#### Task to complete:
Only the pictures are omitted; repeat all other data exactly.

#### Given data:
■ ■ ■ ■ ■
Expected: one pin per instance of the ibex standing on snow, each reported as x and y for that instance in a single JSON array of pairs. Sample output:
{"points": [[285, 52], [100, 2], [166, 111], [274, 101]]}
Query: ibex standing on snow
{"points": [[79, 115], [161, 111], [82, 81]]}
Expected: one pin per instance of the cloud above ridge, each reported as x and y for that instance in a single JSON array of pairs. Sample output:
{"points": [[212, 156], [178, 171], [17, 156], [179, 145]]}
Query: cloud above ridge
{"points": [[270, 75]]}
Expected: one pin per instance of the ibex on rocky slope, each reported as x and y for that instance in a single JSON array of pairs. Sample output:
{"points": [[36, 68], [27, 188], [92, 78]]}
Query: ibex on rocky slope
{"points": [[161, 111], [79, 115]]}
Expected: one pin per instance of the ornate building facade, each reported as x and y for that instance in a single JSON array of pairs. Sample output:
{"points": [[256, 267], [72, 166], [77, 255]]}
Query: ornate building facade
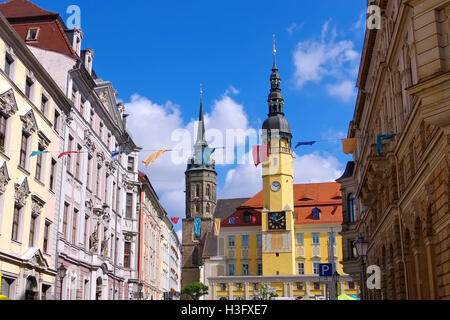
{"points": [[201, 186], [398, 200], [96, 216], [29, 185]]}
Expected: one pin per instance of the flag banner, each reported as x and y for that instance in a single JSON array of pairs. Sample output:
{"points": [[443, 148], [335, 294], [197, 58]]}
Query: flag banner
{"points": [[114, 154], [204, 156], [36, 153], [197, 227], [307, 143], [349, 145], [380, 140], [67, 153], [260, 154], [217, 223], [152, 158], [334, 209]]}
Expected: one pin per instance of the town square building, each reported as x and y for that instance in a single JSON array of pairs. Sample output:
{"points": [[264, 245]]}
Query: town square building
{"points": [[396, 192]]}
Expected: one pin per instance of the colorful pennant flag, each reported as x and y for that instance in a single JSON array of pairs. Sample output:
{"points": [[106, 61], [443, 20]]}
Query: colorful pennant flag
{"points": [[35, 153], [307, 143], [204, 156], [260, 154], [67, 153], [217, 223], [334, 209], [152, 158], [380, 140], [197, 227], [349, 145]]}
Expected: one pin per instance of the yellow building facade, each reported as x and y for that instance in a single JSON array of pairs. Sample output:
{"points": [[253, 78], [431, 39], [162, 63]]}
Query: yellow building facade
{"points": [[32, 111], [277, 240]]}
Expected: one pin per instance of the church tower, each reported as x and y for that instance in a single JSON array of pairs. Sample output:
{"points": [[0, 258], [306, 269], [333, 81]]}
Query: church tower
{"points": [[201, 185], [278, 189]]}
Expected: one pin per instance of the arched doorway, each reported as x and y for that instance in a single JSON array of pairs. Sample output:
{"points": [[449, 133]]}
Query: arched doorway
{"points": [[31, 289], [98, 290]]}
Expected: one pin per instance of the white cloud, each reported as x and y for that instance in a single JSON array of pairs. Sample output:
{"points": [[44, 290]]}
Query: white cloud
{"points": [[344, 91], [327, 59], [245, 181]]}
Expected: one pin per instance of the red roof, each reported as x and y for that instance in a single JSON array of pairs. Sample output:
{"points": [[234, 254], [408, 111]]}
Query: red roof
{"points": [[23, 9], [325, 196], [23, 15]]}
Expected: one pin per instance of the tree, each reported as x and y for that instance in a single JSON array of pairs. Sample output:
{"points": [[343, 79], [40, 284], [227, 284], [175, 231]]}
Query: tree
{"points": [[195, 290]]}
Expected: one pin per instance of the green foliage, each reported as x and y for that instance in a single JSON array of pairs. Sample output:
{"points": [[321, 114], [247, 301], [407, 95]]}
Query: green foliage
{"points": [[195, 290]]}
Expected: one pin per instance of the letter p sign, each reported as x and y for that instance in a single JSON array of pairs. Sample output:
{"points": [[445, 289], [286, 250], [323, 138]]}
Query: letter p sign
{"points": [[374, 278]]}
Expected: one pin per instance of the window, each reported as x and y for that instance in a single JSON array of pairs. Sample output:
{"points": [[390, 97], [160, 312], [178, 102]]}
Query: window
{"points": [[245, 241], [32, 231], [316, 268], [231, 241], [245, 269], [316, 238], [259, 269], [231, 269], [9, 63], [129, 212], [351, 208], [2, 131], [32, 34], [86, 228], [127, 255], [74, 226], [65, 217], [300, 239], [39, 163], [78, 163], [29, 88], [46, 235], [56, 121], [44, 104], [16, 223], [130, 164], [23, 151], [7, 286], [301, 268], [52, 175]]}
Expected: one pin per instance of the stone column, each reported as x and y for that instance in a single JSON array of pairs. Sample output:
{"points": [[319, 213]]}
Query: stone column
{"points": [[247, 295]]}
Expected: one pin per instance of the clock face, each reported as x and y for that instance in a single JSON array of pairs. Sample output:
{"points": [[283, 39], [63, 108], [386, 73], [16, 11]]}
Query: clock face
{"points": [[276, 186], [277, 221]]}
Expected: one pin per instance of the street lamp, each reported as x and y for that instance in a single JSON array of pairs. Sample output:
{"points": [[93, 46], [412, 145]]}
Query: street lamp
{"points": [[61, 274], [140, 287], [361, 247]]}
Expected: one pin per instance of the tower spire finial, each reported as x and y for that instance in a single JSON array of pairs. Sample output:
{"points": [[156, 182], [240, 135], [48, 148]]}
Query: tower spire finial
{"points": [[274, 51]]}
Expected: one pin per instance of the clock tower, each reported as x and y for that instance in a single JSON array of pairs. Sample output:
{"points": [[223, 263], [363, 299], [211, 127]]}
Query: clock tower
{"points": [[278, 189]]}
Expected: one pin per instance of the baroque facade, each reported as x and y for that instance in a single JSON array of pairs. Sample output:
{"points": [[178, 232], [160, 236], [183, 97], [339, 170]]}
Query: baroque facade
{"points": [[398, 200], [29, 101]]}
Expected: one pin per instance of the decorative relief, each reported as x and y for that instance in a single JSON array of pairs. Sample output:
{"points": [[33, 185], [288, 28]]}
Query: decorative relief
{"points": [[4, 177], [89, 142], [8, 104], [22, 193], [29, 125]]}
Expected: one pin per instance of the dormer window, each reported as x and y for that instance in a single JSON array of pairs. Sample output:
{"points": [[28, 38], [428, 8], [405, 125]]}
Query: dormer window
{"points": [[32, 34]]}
■ ■ ■ ■ ■
#### Output for this exercise:
Expected: one pin per instance of the ibex standing on snow, each reported as x and y for that instance in a single JSON array of pairs. Sample output:
{"points": [[285, 52], [100, 2], [166, 111], [274, 101]]}
Query: ibex standing on snow
{"points": [[79, 115], [161, 111], [82, 81]]}
Expected: one pin per instance of the cloud above ridge, each reported as x and y for that instance in a single JSON array of pairs. Sample output:
{"points": [[212, 156], [178, 171], [17, 156], [179, 145]]}
Query: cloud above ridge
{"points": [[270, 75]]}
Expected: one pin per instance of the ibex on rocky slope, each reported as x and y for that instance in a single JSON array of pairs. Sample output:
{"points": [[36, 68], [27, 188], [92, 78]]}
Query: ibex on rocky slope
{"points": [[161, 111], [79, 115]]}
Expected: one pin per instance of the ornate building facade, each reported as x and y for that instance in a single JSON array of pairs. Sample output:
{"points": [[256, 267], [72, 166], [77, 255]]}
Query: ornate building facade
{"points": [[201, 186], [398, 200], [96, 216], [29, 185]]}
Expected: one pin per instance of the flag banner, each reported as x and y for that instance in a single JSON array of pairs. Sample output:
{"points": [[443, 148], [335, 294], [197, 58]]}
Query: flag banner
{"points": [[114, 154], [204, 156], [36, 153], [197, 227], [307, 143], [349, 145], [380, 140], [67, 153], [260, 154], [217, 223], [152, 158], [334, 209]]}
Expected: one pin per instance of the town square building, each reported as x and y for that instance in a single JSON array of pairs. Sample output:
{"points": [[264, 245]]}
Query: town square building
{"points": [[396, 192]]}
Expected: one pin per instance of the colorful pennant flag, each reported as x and y for that instance in a single JSON array of pairs. Sample output:
{"points": [[106, 61], [443, 20]]}
Query: colorful pennant flag
{"points": [[35, 153], [307, 143], [204, 156], [260, 154], [67, 153], [217, 223], [334, 209], [152, 158], [380, 140], [197, 227], [349, 145]]}
Expected: one pin per instance of the yellow building facade, each reported as x and y for that instance in a single JSON array of pairs. Sample output:
{"points": [[253, 78], [431, 39], [162, 63]]}
Query: yellow building facade
{"points": [[32, 111], [277, 240]]}
Expected: one pin per instance of the church tower, each reported as x and y for that instance in a single JSON array of pairs. Sample output:
{"points": [[0, 258], [306, 269], [333, 81]]}
Query: church tower
{"points": [[201, 185], [278, 189]]}
Expected: one pin per instance of the arched doorway, each reported as x and y for that instance in a single JSON array of pairs. Sample output:
{"points": [[449, 133]]}
Query: arched doorway
{"points": [[31, 289], [98, 290]]}
Expected: one pin per instance of the white cloud, each reported as x and y for that instance in a single JSON array of pairs. Sample output:
{"points": [[44, 290]]}
Query: white cloud
{"points": [[344, 91], [327, 59], [245, 181]]}
Expected: one pin per instance of the red roof, each reported as x and y for that instance in a single JSON array of pairs. Sample output:
{"points": [[234, 254], [408, 111]]}
Query: red roof
{"points": [[23, 9], [325, 196], [23, 15]]}
Expected: one pin per instance of the tree, each reported as x and y for that instance in a single JSON array of pairs. Sample output:
{"points": [[343, 79], [40, 284], [227, 284], [175, 231]]}
Query: tree
{"points": [[195, 290]]}
Expected: one pin per instance of the green foliage, each reported as x and y for that instance in a single JSON array of pairs. Sample output:
{"points": [[321, 114], [247, 301], [407, 95]]}
Query: green foliage
{"points": [[195, 290]]}
Expected: one pin per instance of the letter p sign, each reported as x and y for that instance in a single JSON array of pairs. Sample output:
{"points": [[445, 289], [286, 250], [323, 138]]}
Query: letter p sign
{"points": [[374, 278]]}
Expected: one pin per instance of the window, each reported as x and y for that instance in a single JSON array of pairs. Sample output:
{"points": [[390, 97], [160, 312], [178, 102]]}
Query: window
{"points": [[245, 241], [32, 231], [316, 268], [231, 241], [245, 269], [316, 238], [259, 269], [231, 269], [9, 63], [129, 212], [351, 208], [2, 131], [32, 34], [86, 228], [127, 255], [74, 226], [65, 217], [300, 239], [39, 163], [78, 163], [29, 88], [46, 235], [56, 121], [44, 104], [16, 223], [130, 164], [23, 151], [7, 286], [301, 268], [52, 175]]}
Expected: one pin per instance of the stone column, each reported as x and y for that instance in a single JSON array of pairs. Sample output:
{"points": [[319, 213]]}
Query: stone column
{"points": [[247, 295]]}
Expected: one pin per instance of the clock face, each reported as x and y for that instance in a single JSON array of pairs. Sample output:
{"points": [[283, 39], [63, 108], [386, 73], [16, 11]]}
Query: clock face
{"points": [[276, 186], [277, 221]]}
Expected: one pin per instance of the street lamp, each reported as x and y for that instance in a single JSON array of pairs. Sample output:
{"points": [[93, 46], [412, 145]]}
Query: street lamp
{"points": [[61, 274], [140, 287], [361, 247]]}
Expected: one pin per instance of the tower spire finial, each reported as x and y for that instance in a single JSON array of pairs. Sample output:
{"points": [[156, 182], [240, 135], [48, 148]]}
Query: tower spire finial
{"points": [[274, 51]]}
Expected: one pin per instance of the clock tower, each reported as x and y for that instance in a single JSON array of pairs. Sample output:
{"points": [[223, 263], [363, 299], [211, 127]]}
Query: clock tower
{"points": [[278, 189]]}
Expected: one pin per instance of the baroque facade, each reported as x and y for that instance in a single JSON array of pairs. Sample output:
{"points": [[178, 232], [160, 236], [183, 97], [339, 170]]}
Query: baroque facade
{"points": [[398, 200], [29, 101]]}
Expected: one pin per instance of the decorative relief, each reported as x and y for that instance in a single JSON array of pairs. Sample output:
{"points": [[33, 185], [288, 28]]}
Query: decorative relief
{"points": [[4, 177], [89, 142], [8, 104], [22, 193], [29, 125]]}
Expected: one pin per instance of the dormer window, each reported as x and y for that instance in a single JSON array of pairs. Sample output:
{"points": [[28, 38], [428, 8], [405, 125]]}
Query: dormer window
{"points": [[32, 34]]}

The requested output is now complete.